Task material section start
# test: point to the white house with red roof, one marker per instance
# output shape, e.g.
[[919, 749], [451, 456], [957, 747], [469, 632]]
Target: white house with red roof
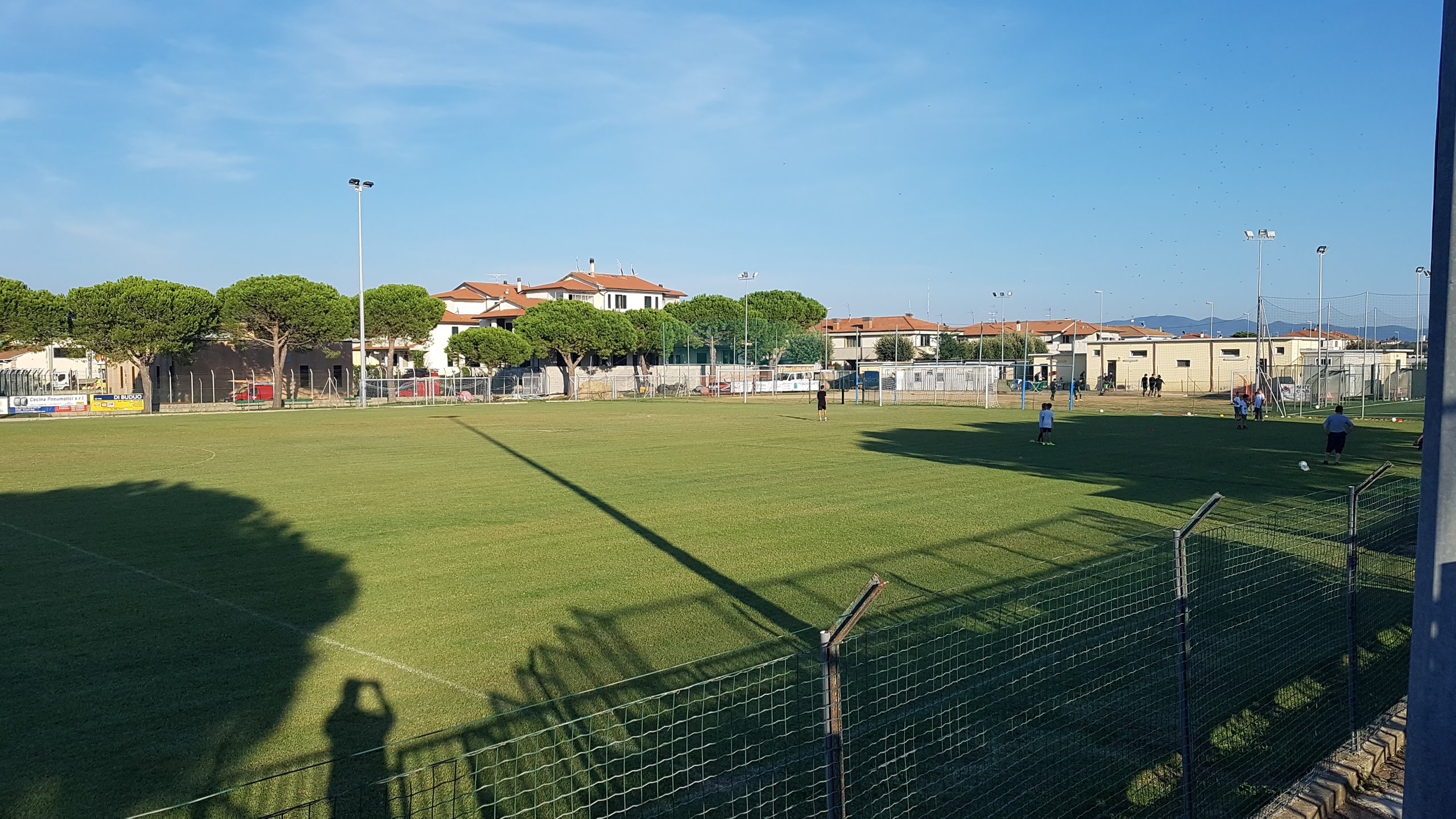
[[854, 340], [487, 304], [606, 291]]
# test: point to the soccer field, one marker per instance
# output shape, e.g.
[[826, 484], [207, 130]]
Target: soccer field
[[187, 598]]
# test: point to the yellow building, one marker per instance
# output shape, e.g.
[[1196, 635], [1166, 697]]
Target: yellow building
[[1200, 365]]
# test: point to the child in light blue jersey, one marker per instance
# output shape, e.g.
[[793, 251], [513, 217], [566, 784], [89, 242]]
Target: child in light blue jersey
[[1044, 426], [1337, 428]]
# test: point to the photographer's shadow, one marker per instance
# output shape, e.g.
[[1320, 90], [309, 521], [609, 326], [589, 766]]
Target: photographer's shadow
[[357, 727]]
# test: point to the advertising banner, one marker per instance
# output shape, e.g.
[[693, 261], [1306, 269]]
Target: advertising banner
[[117, 403], [32, 404]]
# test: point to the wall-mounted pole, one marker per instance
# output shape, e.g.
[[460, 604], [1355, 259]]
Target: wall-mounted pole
[[833, 700], [1351, 581], [1181, 610]]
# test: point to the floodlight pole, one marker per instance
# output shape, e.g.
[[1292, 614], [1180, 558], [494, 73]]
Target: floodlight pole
[[360, 187], [1430, 787], [1420, 273], [1264, 235], [746, 278], [1320, 349]]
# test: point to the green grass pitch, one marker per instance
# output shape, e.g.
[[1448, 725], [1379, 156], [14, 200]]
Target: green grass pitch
[[185, 598]]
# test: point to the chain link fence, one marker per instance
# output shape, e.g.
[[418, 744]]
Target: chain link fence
[[1190, 674]]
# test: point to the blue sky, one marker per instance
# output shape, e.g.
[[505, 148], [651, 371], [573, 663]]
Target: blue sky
[[859, 152]]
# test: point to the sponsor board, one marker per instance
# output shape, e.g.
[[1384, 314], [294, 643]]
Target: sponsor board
[[117, 403], [32, 404]]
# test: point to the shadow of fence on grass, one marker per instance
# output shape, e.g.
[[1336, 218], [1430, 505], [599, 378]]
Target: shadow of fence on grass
[[1052, 693], [155, 633]]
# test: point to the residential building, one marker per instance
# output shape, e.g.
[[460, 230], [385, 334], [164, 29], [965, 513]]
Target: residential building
[[854, 340], [606, 291], [1199, 363], [485, 304]]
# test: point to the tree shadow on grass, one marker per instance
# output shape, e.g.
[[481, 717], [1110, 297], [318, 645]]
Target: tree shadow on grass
[[1168, 461], [155, 633]]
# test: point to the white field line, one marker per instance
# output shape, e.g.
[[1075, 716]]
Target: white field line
[[255, 614]]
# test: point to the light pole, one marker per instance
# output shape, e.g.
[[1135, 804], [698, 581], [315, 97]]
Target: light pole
[[1210, 346], [1420, 273], [746, 278], [1320, 346], [1259, 320], [1002, 296], [360, 187]]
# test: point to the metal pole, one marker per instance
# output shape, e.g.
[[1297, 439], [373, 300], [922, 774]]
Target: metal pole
[[1351, 651], [1181, 610], [363, 349], [1259, 325], [746, 340], [1430, 789], [830, 642], [1365, 377]]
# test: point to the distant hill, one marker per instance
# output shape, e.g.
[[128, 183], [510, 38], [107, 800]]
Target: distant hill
[[1229, 327]]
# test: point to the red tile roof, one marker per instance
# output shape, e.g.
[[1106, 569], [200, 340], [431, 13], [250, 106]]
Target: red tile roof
[[518, 302], [490, 289], [462, 295], [1315, 334], [880, 324], [564, 284], [1132, 331], [458, 318], [1057, 327], [610, 282]]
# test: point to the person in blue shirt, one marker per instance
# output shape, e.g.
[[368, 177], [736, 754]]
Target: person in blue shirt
[[1337, 428], [1044, 426]]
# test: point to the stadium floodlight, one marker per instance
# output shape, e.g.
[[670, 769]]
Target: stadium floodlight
[[1264, 235], [746, 278], [1002, 295], [360, 187], [1420, 273]]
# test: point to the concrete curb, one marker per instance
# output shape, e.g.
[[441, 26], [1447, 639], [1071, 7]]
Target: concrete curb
[[1327, 789]]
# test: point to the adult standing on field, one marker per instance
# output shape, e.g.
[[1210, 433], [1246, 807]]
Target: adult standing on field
[[1337, 428]]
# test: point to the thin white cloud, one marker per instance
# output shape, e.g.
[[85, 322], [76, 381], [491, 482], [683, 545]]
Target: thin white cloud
[[164, 154]]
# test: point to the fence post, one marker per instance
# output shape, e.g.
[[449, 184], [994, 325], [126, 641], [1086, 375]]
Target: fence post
[[1181, 608], [1351, 579], [833, 701]]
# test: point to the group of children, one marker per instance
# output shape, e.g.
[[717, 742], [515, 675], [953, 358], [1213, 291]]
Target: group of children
[[1241, 410]]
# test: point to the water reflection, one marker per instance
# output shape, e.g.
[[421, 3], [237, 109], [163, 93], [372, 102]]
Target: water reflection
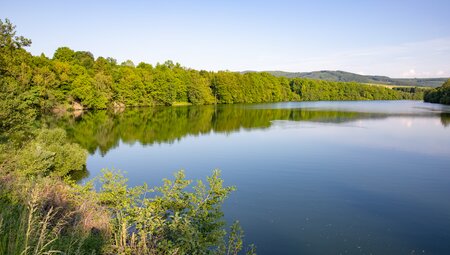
[[102, 130]]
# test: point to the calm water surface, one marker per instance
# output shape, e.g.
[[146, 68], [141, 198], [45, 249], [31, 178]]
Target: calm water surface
[[311, 178]]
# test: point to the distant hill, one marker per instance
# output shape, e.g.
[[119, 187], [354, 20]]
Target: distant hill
[[352, 77]]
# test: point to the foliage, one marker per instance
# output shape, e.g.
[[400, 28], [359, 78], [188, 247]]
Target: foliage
[[172, 220], [439, 95], [367, 79], [76, 76]]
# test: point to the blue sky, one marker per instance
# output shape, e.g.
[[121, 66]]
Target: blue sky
[[395, 38]]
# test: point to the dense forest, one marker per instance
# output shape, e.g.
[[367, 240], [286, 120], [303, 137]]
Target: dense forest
[[367, 79], [439, 95], [75, 79], [42, 208]]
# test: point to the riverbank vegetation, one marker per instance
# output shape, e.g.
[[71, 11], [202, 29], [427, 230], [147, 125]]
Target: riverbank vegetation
[[77, 80], [42, 208]]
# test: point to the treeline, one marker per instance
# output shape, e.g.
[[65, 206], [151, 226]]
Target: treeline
[[44, 211], [76, 79], [439, 95]]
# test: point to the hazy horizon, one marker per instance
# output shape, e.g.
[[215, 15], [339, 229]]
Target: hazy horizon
[[401, 39]]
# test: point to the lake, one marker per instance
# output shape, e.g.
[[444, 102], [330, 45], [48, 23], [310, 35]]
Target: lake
[[312, 177]]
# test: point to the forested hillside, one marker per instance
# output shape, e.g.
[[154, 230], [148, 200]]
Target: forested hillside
[[353, 77], [439, 95], [76, 79]]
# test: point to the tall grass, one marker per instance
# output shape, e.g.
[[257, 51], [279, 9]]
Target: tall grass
[[30, 229]]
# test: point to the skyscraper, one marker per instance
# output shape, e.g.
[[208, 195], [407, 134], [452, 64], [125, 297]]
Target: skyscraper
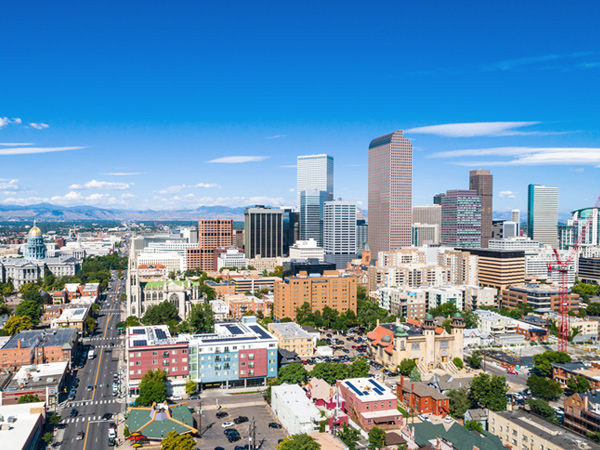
[[461, 219], [542, 214], [315, 172], [311, 215], [390, 192], [263, 232], [482, 182], [339, 232]]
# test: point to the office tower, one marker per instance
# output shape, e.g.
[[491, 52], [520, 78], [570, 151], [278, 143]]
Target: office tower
[[481, 181], [339, 232], [311, 215], [428, 215], [390, 192], [461, 219], [263, 232], [290, 229], [212, 233], [315, 172], [542, 214]]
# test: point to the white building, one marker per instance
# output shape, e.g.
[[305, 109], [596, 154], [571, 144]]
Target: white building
[[232, 258], [307, 250], [315, 172], [294, 409], [339, 232]]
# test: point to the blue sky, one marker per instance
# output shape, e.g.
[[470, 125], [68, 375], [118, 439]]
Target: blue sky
[[170, 105]]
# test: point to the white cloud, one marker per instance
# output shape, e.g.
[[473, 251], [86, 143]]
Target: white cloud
[[528, 156], [31, 150], [238, 159], [475, 129], [94, 184], [39, 126]]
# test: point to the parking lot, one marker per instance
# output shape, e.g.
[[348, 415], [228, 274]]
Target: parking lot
[[212, 430]]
Task material section end
Your instructions - When you reach the line with "Target: forested hillside" in the records above, begin repeating the lines exactly, and stop after the line with "[[473, 251], [86, 143]]". Skip all pictures.

Task response -
Target: forested hillside
[[353, 77], [439, 95], [76, 79]]
# test: point to the tall grass, one marker per instance
# output shape, e.g.
[[257, 51], [279, 9]]
Target: tall grass
[[30, 229]]
# test: point to the skyscraper, one marker per instance
# output shape, e.g.
[[208, 195], [407, 134], [452, 64], [125, 297]]
Target: skyscraper
[[461, 219], [542, 214], [315, 172], [311, 215], [390, 192], [263, 232], [482, 182], [339, 232]]
# test: point to the office tower, one marker per instance
# output shape, e.g.
[[491, 52], [520, 78], [570, 151], [278, 143]]
Target: office tower
[[481, 181], [339, 232], [311, 215], [428, 215], [390, 192], [461, 219], [263, 232], [290, 229], [212, 233], [315, 172], [542, 214]]
# test: point to the white building, one marker per instance
# output shape, e.g.
[[305, 109], [596, 154], [571, 144]]
Target: white building
[[232, 258], [307, 250], [315, 172], [294, 409], [339, 232]]
# test: point to the blue sky, one marker per instance
# output shape, e.g.
[[470, 125], [68, 375], [118, 439]]
Target: blue sky
[[170, 105]]
# test: point to the white cloud, one marker per instance
# output shape, e.g.
[[473, 251], [86, 143]]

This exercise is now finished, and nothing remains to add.